=== Exercise instructions ===
Your task is to transcribe all of the data below exactly, omitting the images.

Dataset records:
******

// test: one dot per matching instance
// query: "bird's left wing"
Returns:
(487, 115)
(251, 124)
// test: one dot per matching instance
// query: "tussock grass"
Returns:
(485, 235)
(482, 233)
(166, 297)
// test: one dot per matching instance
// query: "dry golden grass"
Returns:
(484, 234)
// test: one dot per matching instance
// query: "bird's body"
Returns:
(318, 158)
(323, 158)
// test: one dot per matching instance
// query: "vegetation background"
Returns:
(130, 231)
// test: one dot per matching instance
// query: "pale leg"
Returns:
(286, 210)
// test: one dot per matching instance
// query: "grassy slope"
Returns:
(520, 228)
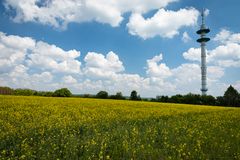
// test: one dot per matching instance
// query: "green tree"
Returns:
(102, 94)
(63, 92)
(231, 97)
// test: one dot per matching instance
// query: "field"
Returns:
(75, 128)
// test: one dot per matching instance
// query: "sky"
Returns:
(118, 46)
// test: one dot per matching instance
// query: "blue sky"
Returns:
(150, 45)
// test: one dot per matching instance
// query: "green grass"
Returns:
(75, 128)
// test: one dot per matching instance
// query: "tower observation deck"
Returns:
(203, 40)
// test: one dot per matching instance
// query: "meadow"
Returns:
(77, 128)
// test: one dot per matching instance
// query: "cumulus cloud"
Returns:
(97, 65)
(40, 67)
(13, 50)
(16, 50)
(157, 70)
(50, 57)
(69, 79)
(226, 36)
(193, 54)
(59, 13)
(164, 23)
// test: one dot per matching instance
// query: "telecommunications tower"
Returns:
(203, 40)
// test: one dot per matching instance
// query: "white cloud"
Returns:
(226, 36)
(164, 23)
(50, 57)
(186, 38)
(69, 79)
(13, 50)
(40, 68)
(59, 13)
(225, 55)
(97, 65)
(157, 70)
(193, 54)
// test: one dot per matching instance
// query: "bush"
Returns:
(24, 92)
(102, 95)
(231, 97)
(134, 96)
(63, 92)
(6, 90)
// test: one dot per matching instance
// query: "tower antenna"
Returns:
(203, 40)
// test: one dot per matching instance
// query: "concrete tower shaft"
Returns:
(203, 40)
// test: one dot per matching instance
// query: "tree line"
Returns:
(231, 96)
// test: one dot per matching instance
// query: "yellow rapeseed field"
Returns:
(76, 128)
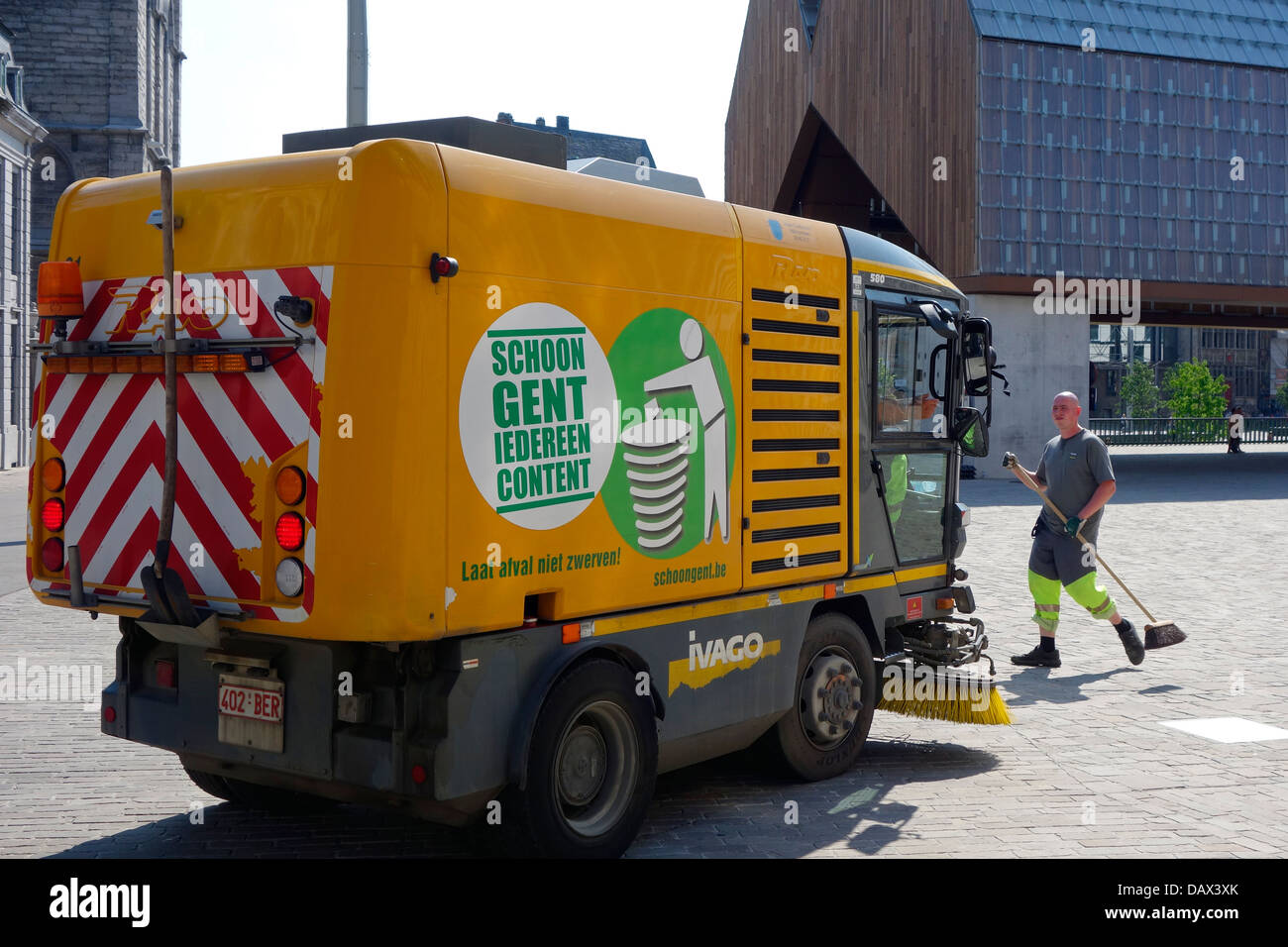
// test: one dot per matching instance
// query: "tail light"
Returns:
(53, 474)
(150, 365)
(163, 673)
(290, 484)
(52, 514)
(290, 578)
(52, 556)
(290, 531)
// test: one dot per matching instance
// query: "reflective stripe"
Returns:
(1104, 608)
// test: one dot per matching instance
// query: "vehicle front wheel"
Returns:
(591, 766)
(836, 694)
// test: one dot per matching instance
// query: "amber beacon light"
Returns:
(58, 290)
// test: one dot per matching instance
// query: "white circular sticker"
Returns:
(531, 392)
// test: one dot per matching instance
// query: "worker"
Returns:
(1077, 476)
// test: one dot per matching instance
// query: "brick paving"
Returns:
(1086, 771)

******

=== Complete output ===
// test: one dot per matching instance
// query: "bird's left wing"
Returns:
(487, 115)
(251, 124)
// test: one dot per matching instance
// query: "tussock grass"
Returns:
(485, 235)
(482, 233)
(166, 297)
// test: one dot per matching instance
// query: "dry golden grass"
Returns:
(484, 234)
// test: one dot per matching instance
// query: "bird's body"
Returns:
(318, 158)
(323, 158)
// test: one dot per matching instance
// query: "vegetation background"
Returns:
(130, 231)
// test: one dot per matching instance
// query: "pale leg"
Returns:
(286, 210)
// test: one dot per matching instance
// query: "grassy slope"
Returns:
(520, 228)
// test: one dot per matching instance
// query: "green tree"
Returns:
(102, 94)
(63, 92)
(231, 97)
// test: one dot per matching instance
// query: "field"
Returns:
(75, 128)
// test: one dot per matching instance
// query: "sky"
Returns:
(118, 46)
// test: one dot per matching instance
// query: "blue sky"
Returns:
(150, 45)
// test: one dot per matching instance
// query: "green grass"
Returns:
(75, 128)
// test: one dot per matching instance
// query: "tower observation deck"
Returns:
(203, 40)
// test: one dot per matching instance
// query: "meadow"
Returns:
(77, 128)
// test: one dot per matching instance
// query: "cumulus cloud"
Returns:
(97, 65)
(40, 67)
(13, 50)
(16, 50)
(157, 70)
(50, 57)
(69, 79)
(226, 36)
(193, 54)
(59, 13)
(164, 23)
// test: one dot per matching instance
// query: "telecommunications tower"
Returns:
(203, 40)
// test: one dot per matching instance
// query: "white cloud"
Returns:
(226, 36)
(164, 23)
(50, 57)
(186, 38)
(69, 79)
(13, 50)
(40, 68)
(59, 13)
(225, 55)
(97, 65)
(157, 70)
(193, 54)
// test: one dot per matching instance
// query: "bush"
Returns:
(24, 92)
(102, 95)
(231, 97)
(134, 96)
(63, 92)
(6, 90)
// test: one dot per matching instance
// query: "tower antenna"
Returns:
(203, 40)
// test: one dot per matching instance
// query: "concrete tower shaft"
Returns:
(203, 40)
// test: one dot per matching instance
// query: "tree line"
Returns:
(231, 96)
// test: one dot per matching instance
// query: "yellow rapeseed field"
Returns:
(76, 128)
// test: one dot per matching instance
// query: "tail light"
Returns:
(53, 474)
(150, 365)
(163, 673)
(290, 484)
(52, 514)
(290, 578)
(52, 556)
(290, 531)
// test: one dot per matching instance
// query: "reflective stripe"
Returns:
(1104, 608)
// test: one dot per matching instance
// query: "vehicle front wheel"
Returns:
(591, 766)
(836, 694)
// test: one dot per matching instance
// query: "amber beacon light"
Returns:
(58, 290)
// test: one dot per matching instance
// query: "white circular sticker"
Returns:
(531, 392)
// test: one dot per matching instance
// query: "worker"
Returns:
(1077, 476)
// test: one dot per matching instance
// query: "brick paving"
Returns:
(1086, 771)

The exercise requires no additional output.